Direction: Report every line in the records below that contains the string "player", treating uppercase and lowercase as different.
━━━━━ The input
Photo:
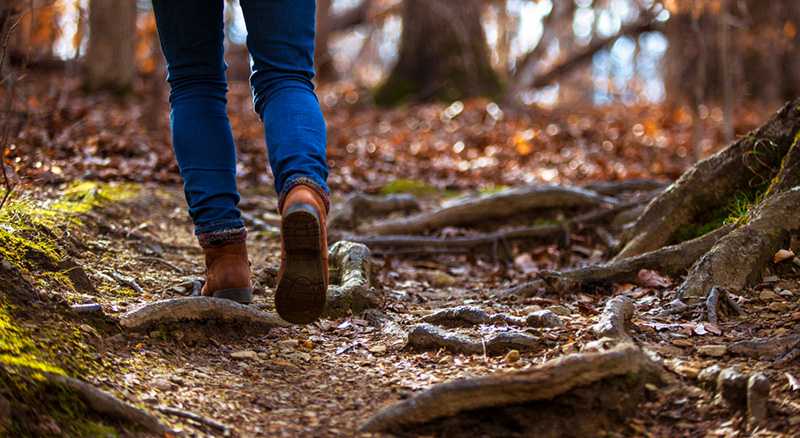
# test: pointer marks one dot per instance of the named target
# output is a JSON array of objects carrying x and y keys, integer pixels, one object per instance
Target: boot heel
[{"x": 300, "y": 294}]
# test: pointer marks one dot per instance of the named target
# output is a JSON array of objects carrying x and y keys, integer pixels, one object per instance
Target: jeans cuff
[
  {"x": 308, "y": 182},
  {"x": 228, "y": 236}
]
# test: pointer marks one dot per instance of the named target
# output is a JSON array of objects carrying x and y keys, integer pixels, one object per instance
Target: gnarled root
[
  {"x": 107, "y": 404},
  {"x": 739, "y": 258},
  {"x": 584, "y": 382},
  {"x": 197, "y": 309},
  {"x": 498, "y": 205},
  {"x": 753, "y": 159},
  {"x": 671, "y": 260},
  {"x": 430, "y": 337},
  {"x": 351, "y": 288},
  {"x": 468, "y": 316},
  {"x": 358, "y": 207}
]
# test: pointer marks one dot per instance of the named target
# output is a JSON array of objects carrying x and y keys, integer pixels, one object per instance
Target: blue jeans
[{"x": 281, "y": 44}]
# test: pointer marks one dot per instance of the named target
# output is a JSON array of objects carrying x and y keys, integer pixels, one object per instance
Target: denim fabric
[{"x": 281, "y": 44}]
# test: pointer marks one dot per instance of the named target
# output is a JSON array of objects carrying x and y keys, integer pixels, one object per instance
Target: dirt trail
[{"x": 327, "y": 379}]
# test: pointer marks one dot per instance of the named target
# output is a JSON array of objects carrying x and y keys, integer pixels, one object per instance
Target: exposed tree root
[
  {"x": 226, "y": 430},
  {"x": 671, "y": 260},
  {"x": 554, "y": 382},
  {"x": 358, "y": 207},
  {"x": 772, "y": 347},
  {"x": 196, "y": 309},
  {"x": 469, "y": 316},
  {"x": 351, "y": 289},
  {"x": 716, "y": 300},
  {"x": 615, "y": 319},
  {"x": 489, "y": 242},
  {"x": 614, "y": 188},
  {"x": 107, "y": 404},
  {"x": 430, "y": 337},
  {"x": 494, "y": 206},
  {"x": 739, "y": 258},
  {"x": 407, "y": 244},
  {"x": 745, "y": 164}
]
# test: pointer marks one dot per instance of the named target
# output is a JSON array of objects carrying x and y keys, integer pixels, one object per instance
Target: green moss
[
  {"x": 492, "y": 189},
  {"x": 31, "y": 228},
  {"x": 414, "y": 187}
]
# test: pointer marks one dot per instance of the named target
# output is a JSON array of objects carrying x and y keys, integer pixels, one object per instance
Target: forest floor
[{"x": 329, "y": 378}]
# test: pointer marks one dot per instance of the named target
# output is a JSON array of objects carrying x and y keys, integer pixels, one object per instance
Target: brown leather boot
[
  {"x": 228, "y": 273},
  {"x": 303, "y": 277}
]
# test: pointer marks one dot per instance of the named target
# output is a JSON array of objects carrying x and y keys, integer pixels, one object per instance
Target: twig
[{"x": 169, "y": 410}]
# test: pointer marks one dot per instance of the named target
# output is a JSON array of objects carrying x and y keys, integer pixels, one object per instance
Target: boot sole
[
  {"x": 240, "y": 295},
  {"x": 300, "y": 294}
]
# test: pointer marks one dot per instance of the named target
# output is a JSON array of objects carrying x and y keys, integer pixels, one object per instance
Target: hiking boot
[
  {"x": 303, "y": 277},
  {"x": 228, "y": 273}
]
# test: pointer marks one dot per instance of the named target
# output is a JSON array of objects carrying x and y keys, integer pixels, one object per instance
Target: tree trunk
[
  {"x": 443, "y": 54},
  {"x": 757, "y": 60},
  {"x": 110, "y": 58}
]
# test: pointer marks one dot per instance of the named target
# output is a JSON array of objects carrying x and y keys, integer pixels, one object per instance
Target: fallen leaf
[
  {"x": 650, "y": 278},
  {"x": 794, "y": 384},
  {"x": 783, "y": 254}
]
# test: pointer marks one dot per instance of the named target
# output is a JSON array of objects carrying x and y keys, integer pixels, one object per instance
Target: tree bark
[
  {"x": 443, "y": 54},
  {"x": 110, "y": 58}
]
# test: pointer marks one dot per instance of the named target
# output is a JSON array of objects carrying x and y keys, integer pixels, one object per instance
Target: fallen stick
[
  {"x": 105, "y": 403},
  {"x": 226, "y": 430},
  {"x": 494, "y": 206},
  {"x": 425, "y": 337},
  {"x": 196, "y": 309},
  {"x": 544, "y": 382},
  {"x": 615, "y": 319},
  {"x": 468, "y": 316}
]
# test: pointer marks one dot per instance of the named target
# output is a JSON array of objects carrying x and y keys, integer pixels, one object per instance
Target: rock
[
  {"x": 758, "y": 387},
  {"x": 712, "y": 350},
  {"x": 378, "y": 349},
  {"x": 245, "y": 354},
  {"x": 782, "y": 255},
  {"x": 559, "y": 310},
  {"x": 708, "y": 376},
  {"x": 732, "y": 387},
  {"x": 512, "y": 356},
  {"x": 543, "y": 318},
  {"x": 162, "y": 384},
  {"x": 767, "y": 295}
]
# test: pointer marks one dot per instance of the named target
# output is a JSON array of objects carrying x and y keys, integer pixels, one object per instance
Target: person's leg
[
  {"x": 191, "y": 34},
  {"x": 281, "y": 42}
]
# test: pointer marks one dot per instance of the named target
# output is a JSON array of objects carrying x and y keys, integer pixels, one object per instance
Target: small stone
[
  {"x": 767, "y": 295},
  {"x": 244, "y": 354},
  {"x": 440, "y": 279},
  {"x": 289, "y": 343},
  {"x": 512, "y": 356},
  {"x": 779, "y": 307},
  {"x": 712, "y": 350},
  {"x": 682, "y": 342},
  {"x": 732, "y": 387},
  {"x": 708, "y": 376},
  {"x": 377, "y": 349},
  {"x": 559, "y": 310},
  {"x": 543, "y": 318},
  {"x": 758, "y": 387},
  {"x": 783, "y": 254}
]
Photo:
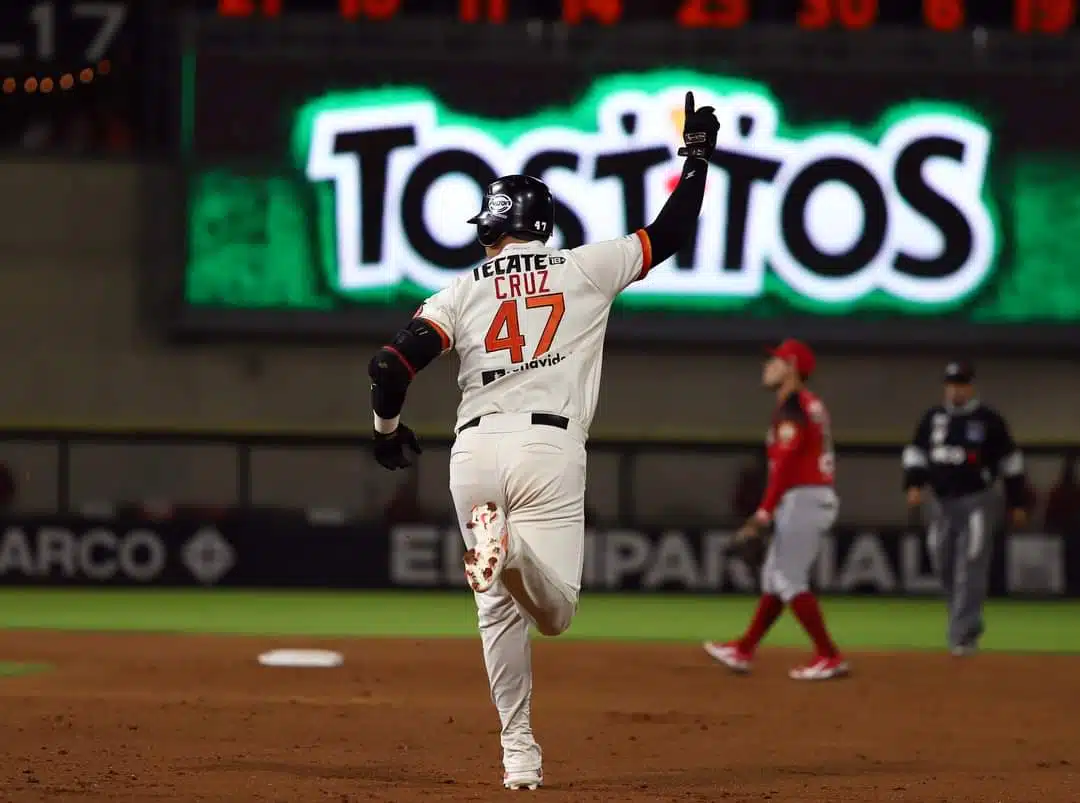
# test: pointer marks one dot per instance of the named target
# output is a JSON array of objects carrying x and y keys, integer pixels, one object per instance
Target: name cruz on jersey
[{"x": 528, "y": 325}]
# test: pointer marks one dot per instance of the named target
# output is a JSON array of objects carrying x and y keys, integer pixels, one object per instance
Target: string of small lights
[{"x": 45, "y": 84}]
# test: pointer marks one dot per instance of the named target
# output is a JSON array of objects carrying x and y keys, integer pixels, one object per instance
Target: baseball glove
[{"x": 750, "y": 548}]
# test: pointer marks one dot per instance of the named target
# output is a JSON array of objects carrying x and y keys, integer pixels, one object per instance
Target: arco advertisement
[{"x": 910, "y": 222}]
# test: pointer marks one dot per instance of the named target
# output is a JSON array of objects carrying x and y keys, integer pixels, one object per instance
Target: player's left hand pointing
[
  {"x": 392, "y": 450},
  {"x": 700, "y": 127}
]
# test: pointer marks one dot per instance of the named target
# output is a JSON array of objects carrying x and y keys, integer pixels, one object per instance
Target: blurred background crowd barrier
[{"x": 208, "y": 227}]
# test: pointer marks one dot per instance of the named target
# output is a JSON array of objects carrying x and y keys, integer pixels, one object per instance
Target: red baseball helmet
[{"x": 798, "y": 353}]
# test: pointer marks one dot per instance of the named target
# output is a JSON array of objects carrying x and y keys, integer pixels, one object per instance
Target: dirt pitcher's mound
[{"x": 140, "y": 719}]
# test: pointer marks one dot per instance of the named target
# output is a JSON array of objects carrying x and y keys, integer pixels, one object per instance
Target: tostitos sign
[{"x": 833, "y": 218}]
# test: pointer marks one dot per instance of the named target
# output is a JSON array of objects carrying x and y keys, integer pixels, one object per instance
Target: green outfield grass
[{"x": 860, "y": 623}]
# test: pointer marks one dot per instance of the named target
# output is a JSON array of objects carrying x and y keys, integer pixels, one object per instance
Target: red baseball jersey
[{"x": 800, "y": 447}]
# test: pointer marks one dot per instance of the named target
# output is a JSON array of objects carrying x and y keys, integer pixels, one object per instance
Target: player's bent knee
[{"x": 556, "y": 623}]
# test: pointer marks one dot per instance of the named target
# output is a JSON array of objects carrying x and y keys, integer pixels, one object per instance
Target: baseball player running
[
  {"x": 528, "y": 326},
  {"x": 801, "y": 505},
  {"x": 959, "y": 450}
]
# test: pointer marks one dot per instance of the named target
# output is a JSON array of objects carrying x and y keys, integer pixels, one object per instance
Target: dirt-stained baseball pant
[
  {"x": 804, "y": 516},
  {"x": 537, "y": 474}
]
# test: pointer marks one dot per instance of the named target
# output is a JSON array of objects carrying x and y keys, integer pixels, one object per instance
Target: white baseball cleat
[
  {"x": 523, "y": 779},
  {"x": 822, "y": 668},
  {"x": 485, "y": 561},
  {"x": 731, "y": 655}
]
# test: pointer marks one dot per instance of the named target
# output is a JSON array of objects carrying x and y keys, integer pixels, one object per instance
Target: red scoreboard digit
[{"x": 1021, "y": 16}]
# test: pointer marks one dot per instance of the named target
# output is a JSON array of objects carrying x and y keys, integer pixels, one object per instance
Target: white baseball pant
━━━━━━━━━━
Answer below:
Target: player's left hand pointing
Target: player's bent knee
Target: baseball player running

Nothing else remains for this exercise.